#### Data for analysis

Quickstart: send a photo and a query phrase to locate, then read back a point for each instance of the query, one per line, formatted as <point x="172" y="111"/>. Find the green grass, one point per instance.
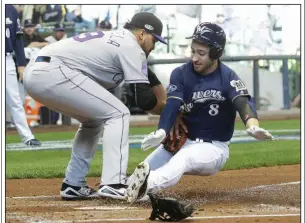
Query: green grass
<point x="282" y="124"/>
<point x="50" y="164"/>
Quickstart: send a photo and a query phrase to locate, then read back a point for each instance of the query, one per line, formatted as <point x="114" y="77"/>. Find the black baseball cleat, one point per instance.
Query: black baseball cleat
<point x="33" y="142"/>
<point x="69" y="192"/>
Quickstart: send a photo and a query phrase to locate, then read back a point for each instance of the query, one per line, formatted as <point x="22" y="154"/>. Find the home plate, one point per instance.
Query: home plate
<point x="105" y="208"/>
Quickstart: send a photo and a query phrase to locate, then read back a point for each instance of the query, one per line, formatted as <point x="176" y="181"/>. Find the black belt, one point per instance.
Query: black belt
<point x="43" y="59"/>
<point x="199" y="140"/>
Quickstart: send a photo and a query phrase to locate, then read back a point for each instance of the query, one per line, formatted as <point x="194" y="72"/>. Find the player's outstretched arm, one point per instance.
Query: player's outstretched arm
<point x="159" y="91"/>
<point x="249" y="116"/>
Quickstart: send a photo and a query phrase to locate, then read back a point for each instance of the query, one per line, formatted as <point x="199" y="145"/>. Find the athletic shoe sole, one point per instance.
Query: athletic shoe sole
<point x="110" y="192"/>
<point x="141" y="174"/>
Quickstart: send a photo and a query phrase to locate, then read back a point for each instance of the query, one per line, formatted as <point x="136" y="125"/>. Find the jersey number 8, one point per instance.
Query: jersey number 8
<point x="88" y="36"/>
<point x="214" y="109"/>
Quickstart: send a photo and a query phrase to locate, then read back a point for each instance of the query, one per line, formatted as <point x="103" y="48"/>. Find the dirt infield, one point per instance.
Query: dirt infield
<point x="254" y="195"/>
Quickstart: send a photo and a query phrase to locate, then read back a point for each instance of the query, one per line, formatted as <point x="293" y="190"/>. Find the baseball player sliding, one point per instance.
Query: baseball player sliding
<point x="208" y="93"/>
<point x="74" y="76"/>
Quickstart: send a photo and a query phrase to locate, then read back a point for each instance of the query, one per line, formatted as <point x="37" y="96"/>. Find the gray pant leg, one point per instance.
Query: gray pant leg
<point x="115" y="150"/>
<point x="83" y="150"/>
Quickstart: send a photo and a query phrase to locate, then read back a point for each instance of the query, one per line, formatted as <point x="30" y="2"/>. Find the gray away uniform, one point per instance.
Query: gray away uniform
<point x="76" y="82"/>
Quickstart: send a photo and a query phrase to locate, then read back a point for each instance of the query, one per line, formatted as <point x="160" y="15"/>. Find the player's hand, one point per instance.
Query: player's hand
<point x="178" y="125"/>
<point x="154" y="139"/>
<point x="20" y="72"/>
<point x="259" y="133"/>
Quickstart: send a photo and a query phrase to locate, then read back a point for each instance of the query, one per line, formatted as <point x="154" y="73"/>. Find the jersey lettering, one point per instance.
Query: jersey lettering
<point x="214" y="109"/>
<point x="113" y="43"/>
<point x="88" y="36"/>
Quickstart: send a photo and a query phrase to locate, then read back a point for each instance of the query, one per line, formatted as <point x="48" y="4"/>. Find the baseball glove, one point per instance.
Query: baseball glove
<point x="175" y="144"/>
<point x="169" y="209"/>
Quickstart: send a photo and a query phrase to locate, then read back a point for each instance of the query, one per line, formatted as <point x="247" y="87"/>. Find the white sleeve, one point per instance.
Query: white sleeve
<point x="134" y="65"/>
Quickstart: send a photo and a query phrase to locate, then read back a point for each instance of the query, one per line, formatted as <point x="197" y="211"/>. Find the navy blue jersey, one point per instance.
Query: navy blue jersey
<point x="207" y="106"/>
<point x="13" y="35"/>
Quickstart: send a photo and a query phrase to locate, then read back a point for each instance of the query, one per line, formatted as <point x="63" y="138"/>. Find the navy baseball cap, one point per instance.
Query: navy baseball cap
<point x="28" y="23"/>
<point x="59" y="27"/>
<point x="150" y="23"/>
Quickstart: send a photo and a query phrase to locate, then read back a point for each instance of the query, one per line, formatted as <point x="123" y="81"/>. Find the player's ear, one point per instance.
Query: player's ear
<point x="142" y="34"/>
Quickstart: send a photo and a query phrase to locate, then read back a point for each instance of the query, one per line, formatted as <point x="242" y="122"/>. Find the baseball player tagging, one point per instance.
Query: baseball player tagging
<point x="74" y="76"/>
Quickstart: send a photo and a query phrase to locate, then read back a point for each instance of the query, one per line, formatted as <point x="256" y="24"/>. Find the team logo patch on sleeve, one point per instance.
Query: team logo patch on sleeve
<point x="171" y="88"/>
<point x="238" y="85"/>
<point x="144" y="68"/>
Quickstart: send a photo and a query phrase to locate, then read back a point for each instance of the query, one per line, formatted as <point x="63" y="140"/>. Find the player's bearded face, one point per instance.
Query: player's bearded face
<point x="29" y="30"/>
<point x="200" y="57"/>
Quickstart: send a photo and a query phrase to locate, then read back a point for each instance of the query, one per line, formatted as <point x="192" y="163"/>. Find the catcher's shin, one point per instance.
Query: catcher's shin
<point x="169" y="209"/>
<point x="175" y="144"/>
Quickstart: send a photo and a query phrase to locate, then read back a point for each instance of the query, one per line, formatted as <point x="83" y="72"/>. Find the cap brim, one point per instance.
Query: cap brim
<point x="159" y="38"/>
<point x="190" y="37"/>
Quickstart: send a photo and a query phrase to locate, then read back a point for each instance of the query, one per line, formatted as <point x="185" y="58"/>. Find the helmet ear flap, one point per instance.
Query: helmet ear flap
<point x="215" y="53"/>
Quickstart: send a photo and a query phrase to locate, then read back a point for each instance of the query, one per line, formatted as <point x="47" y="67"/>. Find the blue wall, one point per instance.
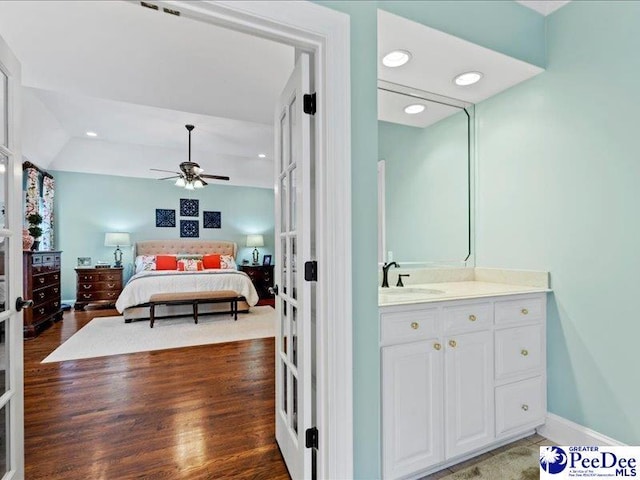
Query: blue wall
<point x="558" y="190"/>
<point x="87" y="206"/>
<point x="426" y="187"/>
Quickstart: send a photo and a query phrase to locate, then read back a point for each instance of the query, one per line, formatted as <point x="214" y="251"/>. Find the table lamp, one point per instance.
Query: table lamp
<point x="117" y="239"/>
<point x="255" y="241"/>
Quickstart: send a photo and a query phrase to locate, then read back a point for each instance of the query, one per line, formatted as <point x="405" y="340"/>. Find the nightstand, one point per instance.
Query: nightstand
<point x="262" y="278"/>
<point x="100" y="286"/>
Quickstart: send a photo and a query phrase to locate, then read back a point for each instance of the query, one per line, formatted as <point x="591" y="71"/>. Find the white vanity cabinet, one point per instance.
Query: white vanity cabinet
<point x="459" y="377"/>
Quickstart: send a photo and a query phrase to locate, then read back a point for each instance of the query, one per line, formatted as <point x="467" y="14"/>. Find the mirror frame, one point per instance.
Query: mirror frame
<point x="469" y="109"/>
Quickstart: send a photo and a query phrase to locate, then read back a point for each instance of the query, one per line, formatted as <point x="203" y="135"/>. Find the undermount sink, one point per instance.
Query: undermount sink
<point x="409" y="291"/>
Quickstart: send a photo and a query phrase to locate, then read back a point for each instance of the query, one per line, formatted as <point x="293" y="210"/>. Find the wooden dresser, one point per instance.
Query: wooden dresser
<point x="262" y="278"/>
<point x="41" y="283"/>
<point x="100" y="286"/>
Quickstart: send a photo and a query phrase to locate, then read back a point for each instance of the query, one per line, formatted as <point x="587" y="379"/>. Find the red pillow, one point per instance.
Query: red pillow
<point x="166" y="262"/>
<point x="211" y="261"/>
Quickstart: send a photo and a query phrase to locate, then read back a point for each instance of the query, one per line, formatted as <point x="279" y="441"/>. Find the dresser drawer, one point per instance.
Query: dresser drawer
<point x="519" y="351"/>
<point x="520" y="405"/>
<point x="520" y="310"/>
<point x="473" y="316"/>
<point x="409" y="326"/>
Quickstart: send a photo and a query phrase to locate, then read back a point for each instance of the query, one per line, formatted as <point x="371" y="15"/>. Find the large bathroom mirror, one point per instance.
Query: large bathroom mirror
<point x="425" y="143"/>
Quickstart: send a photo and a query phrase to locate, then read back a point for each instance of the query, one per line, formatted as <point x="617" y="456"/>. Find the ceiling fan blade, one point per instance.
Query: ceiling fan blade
<point x="215" y="177"/>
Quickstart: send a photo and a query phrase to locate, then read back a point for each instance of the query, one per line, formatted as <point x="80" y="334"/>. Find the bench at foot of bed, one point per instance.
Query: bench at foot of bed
<point x="194" y="298"/>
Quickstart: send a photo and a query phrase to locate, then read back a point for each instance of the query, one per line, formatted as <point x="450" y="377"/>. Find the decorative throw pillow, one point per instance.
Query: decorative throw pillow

########

Please give again the lines above between the line holding "Query: navy baseball cap" and the line holding "ear, one point per instance.", inclusive, exactly as they are and with nothing added.

Query: navy baseball cap
<point x="28" y="23"/>
<point x="59" y="27"/>
<point x="150" y="23"/>
Quickstart: send a photo and a query phrase to locate, then read back a point for each instance of the query, one per line, formatted as <point x="123" y="81"/>. Find the player's ear, one point per instance.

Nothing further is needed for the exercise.